• PROBLEM DETAILS:
Omitting any pictures, transcribe the entries below exactly.

- Opening Delimiter -

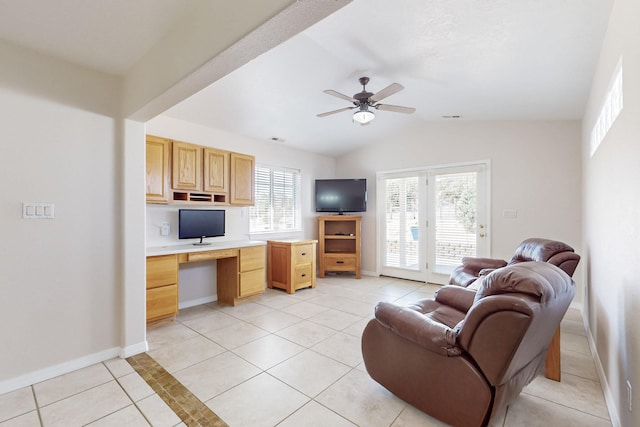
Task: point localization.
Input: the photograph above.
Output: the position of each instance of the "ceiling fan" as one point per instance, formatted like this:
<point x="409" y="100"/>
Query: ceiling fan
<point x="364" y="101"/>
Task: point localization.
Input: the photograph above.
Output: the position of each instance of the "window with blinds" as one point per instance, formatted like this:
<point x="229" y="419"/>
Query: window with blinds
<point x="401" y="224"/>
<point x="455" y="214"/>
<point x="277" y="200"/>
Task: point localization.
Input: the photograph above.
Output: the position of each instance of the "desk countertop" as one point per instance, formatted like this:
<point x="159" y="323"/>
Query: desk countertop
<point x="181" y="249"/>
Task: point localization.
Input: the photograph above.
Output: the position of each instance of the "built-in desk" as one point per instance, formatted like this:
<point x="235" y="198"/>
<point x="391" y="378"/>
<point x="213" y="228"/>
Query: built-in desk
<point x="240" y="273"/>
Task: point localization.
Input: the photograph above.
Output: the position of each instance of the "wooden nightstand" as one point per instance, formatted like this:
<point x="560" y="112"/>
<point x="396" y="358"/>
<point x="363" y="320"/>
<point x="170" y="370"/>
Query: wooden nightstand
<point x="291" y="264"/>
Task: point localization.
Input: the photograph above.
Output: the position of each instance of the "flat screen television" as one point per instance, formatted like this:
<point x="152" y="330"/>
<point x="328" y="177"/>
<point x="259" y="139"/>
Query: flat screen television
<point x="200" y="223"/>
<point x="341" y="195"/>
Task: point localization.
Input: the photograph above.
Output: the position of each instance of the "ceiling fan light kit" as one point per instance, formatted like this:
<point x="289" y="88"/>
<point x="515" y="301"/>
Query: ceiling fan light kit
<point x="363" y="116"/>
<point x="363" y="100"/>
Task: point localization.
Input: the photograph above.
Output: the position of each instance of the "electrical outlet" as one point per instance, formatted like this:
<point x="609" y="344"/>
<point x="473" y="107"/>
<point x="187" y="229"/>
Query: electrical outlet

- Closing Delimiter -

• RESPONSE:
Task: point localization.
Input: the photograph above.
Output: the position of each instance of the "ceiling fan" as one point per instance, formatted like this:
<point x="409" y="100"/>
Query: ceiling fan
<point x="364" y="101"/>
Task: point localization.
Input: the photograph above.
Output: the position of each instance of the "window with blinds" as one point per instance, formatted like this:
<point x="229" y="419"/>
Query: window with blinds
<point x="401" y="224"/>
<point x="455" y="214"/>
<point x="277" y="200"/>
Task: point localization.
Input: the photograph above.
Output: the position of each instance of the "desk countertop" as one point per instance, formatted like this:
<point x="159" y="323"/>
Query: desk countertop
<point x="181" y="249"/>
Task: point localization.
Input: the photograph above.
Output: the position of each instance of the "built-in desk" as one point per instance, formatted like this:
<point x="235" y="198"/>
<point x="391" y="378"/>
<point x="213" y="228"/>
Query: built-in desk
<point x="240" y="273"/>
Task: point localization.
Input: the photograph above.
Output: the position of each instance of the "wooden nightstand" as one point per instance, formatted like this:
<point x="560" y="112"/>
<point x="396" y="358"/>
<point x="363" y="320"/>
<point x="170" y="370"/>
Query: wooden nightstand
<point x="291" y="264"/>
Task: point localization.
Input: the photograph above.
Output: the position of each instance of the "flat screen television" as one point per instance, formatted like this:
<point x="152" y="330"/>
<point x="328" y="177"/>
<point x="259" y="139"/>
Query: flat screen television
<point x="200" y="223"/>
<point x="341" y="195"/>
Task: point localization.
Input: the photograph above.
Output: the position of each instance of the "ceiling fan light kit" as one point per instance, formatted like this:
<point x="289" y="88"/>
<point x="515" y="301"/>
Query: ceiling fan light kit
<point x="363" y="116"/>
<point x="363" y="100"/>
Task: point localization.
Input: the photograph above.
Output: the position of each instance of the "electrical outlet" as one point per instance, formatted like this:
<point x="609" y="344"/>
<point x="473" y="107"/>
<point x="187" y="229"/>
Query: electrical outlet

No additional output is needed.